**PROBLEM TO SOLVE:** Look through the listing below and report the lines that have the word "cliff" in them.

**DATA EXTRACT:**
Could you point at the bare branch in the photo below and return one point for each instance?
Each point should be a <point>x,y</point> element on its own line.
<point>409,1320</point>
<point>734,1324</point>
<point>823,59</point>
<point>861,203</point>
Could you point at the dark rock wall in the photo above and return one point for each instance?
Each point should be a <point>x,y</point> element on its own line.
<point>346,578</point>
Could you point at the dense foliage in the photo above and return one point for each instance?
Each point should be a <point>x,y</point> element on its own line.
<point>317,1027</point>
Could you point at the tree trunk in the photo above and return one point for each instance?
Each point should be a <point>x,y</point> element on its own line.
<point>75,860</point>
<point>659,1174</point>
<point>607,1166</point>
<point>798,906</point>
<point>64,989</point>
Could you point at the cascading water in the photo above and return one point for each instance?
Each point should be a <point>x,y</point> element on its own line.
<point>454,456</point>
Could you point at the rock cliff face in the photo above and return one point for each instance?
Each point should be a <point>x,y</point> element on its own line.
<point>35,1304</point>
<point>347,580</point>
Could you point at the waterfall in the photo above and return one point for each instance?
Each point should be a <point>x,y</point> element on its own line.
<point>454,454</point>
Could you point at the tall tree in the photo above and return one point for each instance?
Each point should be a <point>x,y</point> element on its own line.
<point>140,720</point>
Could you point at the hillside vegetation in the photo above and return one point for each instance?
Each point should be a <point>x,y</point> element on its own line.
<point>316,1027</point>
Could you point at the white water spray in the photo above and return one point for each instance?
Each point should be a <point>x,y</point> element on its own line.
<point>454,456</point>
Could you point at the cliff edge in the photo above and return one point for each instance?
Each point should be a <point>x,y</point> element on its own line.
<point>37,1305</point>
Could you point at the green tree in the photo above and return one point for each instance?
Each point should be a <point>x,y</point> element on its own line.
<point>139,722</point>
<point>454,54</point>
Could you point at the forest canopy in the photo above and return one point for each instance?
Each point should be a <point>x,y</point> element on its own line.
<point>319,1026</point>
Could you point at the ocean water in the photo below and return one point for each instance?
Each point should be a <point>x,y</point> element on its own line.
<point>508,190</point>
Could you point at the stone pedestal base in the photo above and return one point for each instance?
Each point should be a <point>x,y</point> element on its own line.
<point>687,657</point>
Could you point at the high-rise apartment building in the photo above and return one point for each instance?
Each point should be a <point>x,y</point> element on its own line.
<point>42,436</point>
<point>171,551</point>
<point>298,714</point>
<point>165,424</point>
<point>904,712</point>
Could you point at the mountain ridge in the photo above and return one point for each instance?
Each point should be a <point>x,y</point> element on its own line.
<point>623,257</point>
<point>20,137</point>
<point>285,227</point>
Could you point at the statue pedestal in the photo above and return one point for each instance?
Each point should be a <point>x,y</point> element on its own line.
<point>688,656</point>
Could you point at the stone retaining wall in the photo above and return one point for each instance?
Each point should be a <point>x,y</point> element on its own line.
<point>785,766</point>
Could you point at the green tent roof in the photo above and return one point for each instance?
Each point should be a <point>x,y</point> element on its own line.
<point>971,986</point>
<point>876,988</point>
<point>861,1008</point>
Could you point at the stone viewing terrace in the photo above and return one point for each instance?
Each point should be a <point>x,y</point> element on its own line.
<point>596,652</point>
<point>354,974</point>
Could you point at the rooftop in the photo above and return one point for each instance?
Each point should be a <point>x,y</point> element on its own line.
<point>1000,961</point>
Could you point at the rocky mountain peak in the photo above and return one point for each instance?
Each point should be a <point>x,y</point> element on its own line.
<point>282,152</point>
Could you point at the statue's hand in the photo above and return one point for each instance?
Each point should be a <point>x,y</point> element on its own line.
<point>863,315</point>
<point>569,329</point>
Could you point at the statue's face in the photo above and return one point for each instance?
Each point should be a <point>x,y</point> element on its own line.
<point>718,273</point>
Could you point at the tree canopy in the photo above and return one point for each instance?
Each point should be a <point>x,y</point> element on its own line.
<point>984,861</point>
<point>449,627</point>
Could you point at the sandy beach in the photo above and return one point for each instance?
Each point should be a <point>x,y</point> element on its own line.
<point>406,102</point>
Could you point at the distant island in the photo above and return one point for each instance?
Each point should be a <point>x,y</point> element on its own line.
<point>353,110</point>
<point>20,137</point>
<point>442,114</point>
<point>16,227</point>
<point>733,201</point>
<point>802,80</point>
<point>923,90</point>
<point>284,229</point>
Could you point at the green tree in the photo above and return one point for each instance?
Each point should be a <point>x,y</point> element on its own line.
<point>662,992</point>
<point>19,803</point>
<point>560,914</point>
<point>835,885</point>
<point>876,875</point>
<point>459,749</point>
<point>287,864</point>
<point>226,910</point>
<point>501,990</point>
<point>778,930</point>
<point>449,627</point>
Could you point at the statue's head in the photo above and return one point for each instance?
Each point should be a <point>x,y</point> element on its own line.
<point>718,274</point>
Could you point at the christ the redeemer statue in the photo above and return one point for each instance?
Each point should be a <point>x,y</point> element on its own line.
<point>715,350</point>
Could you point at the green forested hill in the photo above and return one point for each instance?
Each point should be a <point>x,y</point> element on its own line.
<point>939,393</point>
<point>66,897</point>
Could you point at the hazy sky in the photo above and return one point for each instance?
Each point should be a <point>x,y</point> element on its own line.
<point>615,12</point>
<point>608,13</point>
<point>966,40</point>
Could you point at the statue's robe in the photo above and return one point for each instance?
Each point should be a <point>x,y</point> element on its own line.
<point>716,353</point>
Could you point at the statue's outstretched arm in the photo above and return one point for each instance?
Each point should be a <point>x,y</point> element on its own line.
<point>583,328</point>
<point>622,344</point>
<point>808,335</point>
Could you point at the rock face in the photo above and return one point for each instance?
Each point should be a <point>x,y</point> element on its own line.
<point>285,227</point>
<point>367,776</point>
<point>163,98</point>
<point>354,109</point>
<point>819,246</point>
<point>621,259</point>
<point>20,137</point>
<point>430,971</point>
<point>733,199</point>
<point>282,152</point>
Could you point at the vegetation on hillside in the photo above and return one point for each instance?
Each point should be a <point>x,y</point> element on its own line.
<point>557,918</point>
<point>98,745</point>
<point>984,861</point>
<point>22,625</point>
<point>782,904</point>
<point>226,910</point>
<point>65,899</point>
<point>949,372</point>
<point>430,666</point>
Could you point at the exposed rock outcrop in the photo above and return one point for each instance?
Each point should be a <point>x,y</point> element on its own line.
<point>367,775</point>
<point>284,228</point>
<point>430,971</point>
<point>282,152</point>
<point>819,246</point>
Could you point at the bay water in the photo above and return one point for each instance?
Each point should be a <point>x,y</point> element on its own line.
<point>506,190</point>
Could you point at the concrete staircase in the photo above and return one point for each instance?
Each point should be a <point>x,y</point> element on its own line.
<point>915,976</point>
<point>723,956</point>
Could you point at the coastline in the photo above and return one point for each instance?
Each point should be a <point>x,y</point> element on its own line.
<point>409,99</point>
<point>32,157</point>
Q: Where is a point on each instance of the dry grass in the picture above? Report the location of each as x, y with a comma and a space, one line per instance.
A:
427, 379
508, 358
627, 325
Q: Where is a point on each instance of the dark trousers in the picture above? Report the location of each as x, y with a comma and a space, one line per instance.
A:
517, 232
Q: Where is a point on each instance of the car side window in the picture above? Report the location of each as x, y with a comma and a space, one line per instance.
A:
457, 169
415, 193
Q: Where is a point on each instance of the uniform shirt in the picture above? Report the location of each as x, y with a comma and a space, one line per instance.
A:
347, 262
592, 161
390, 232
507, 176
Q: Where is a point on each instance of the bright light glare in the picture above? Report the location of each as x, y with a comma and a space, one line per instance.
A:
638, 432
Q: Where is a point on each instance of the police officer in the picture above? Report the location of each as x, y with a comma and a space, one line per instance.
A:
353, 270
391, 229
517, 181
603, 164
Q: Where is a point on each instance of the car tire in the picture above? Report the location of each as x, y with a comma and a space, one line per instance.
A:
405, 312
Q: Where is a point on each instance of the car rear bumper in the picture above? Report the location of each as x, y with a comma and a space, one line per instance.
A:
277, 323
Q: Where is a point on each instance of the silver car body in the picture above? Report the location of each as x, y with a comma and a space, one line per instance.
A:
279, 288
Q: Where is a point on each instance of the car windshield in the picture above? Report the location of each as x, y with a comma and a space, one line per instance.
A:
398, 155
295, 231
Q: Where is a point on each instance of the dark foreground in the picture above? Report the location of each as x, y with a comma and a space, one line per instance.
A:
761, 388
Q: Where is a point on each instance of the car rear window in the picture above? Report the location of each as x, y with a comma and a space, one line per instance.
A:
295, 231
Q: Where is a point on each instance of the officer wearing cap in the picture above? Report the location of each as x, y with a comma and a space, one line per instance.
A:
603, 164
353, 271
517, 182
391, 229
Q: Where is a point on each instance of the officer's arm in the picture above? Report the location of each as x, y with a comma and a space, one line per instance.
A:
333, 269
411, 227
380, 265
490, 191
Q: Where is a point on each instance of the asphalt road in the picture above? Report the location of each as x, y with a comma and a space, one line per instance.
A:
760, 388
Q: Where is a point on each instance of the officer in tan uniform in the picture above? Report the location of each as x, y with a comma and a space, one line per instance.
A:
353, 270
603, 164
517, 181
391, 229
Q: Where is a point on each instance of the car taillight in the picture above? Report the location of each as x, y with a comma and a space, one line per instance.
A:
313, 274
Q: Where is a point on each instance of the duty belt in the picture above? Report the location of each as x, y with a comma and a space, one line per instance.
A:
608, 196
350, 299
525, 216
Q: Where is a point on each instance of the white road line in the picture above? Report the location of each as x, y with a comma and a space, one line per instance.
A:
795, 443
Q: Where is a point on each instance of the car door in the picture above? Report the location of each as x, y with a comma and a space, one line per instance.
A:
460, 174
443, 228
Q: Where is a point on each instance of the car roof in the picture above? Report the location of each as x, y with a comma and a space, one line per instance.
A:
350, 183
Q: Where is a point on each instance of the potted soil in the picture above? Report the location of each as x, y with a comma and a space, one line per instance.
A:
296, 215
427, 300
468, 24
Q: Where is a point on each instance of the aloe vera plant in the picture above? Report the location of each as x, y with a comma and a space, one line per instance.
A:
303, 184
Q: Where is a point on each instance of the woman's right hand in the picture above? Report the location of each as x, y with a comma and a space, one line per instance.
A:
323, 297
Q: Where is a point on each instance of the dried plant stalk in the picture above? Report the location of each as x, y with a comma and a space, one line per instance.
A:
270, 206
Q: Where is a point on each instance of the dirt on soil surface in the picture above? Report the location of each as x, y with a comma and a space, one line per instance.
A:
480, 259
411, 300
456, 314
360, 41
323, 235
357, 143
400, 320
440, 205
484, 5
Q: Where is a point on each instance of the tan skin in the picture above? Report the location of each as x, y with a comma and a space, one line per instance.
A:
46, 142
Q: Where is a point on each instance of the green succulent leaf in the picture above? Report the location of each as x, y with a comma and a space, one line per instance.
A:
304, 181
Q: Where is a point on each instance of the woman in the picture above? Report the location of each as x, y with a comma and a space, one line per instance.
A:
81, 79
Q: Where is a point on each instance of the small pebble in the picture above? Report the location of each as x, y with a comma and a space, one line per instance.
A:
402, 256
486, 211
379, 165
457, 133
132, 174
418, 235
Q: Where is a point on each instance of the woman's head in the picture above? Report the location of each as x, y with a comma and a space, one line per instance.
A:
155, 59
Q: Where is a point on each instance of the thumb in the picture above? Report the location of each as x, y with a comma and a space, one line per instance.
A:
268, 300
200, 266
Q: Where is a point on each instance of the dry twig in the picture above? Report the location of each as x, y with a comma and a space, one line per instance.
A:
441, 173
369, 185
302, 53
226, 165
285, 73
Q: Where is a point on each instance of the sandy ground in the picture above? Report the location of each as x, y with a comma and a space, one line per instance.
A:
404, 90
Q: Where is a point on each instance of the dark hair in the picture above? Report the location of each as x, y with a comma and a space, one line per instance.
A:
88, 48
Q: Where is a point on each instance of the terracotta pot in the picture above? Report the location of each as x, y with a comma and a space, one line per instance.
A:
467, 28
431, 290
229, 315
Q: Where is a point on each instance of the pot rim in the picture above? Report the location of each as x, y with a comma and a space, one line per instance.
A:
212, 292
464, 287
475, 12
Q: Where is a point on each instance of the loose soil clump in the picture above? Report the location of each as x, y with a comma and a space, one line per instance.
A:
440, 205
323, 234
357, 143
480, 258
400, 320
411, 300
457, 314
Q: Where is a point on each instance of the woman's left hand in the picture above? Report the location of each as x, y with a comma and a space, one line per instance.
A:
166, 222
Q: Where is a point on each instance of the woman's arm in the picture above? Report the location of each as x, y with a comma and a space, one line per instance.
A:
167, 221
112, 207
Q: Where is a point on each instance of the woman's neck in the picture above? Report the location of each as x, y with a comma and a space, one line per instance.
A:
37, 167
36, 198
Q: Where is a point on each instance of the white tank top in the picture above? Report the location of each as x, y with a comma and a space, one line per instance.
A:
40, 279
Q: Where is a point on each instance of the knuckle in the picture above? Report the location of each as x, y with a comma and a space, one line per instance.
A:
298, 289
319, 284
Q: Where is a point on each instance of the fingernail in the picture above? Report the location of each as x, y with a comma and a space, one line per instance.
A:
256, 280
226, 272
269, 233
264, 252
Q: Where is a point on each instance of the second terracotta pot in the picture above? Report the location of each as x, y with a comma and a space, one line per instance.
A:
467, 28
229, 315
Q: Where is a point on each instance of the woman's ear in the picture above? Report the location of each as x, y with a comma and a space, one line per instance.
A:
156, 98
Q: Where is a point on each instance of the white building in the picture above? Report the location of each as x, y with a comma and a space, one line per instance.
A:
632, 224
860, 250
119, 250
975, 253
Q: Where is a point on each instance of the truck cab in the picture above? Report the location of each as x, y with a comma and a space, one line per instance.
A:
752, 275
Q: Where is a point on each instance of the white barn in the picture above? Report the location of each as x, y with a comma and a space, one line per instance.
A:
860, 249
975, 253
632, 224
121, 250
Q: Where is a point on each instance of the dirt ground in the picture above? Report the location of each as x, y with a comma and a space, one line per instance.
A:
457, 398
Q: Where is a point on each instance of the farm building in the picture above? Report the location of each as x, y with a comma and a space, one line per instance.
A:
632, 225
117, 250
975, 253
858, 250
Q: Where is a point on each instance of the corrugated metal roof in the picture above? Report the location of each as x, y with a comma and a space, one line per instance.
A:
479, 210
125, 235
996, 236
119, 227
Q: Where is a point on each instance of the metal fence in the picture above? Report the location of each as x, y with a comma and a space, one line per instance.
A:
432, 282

**EXPECTED OUTPUT:**
Could you point at the rock cliff face in the photo above and return one point for each instance?
Could you point at the cliff edge in the photo above and return one point for each instance?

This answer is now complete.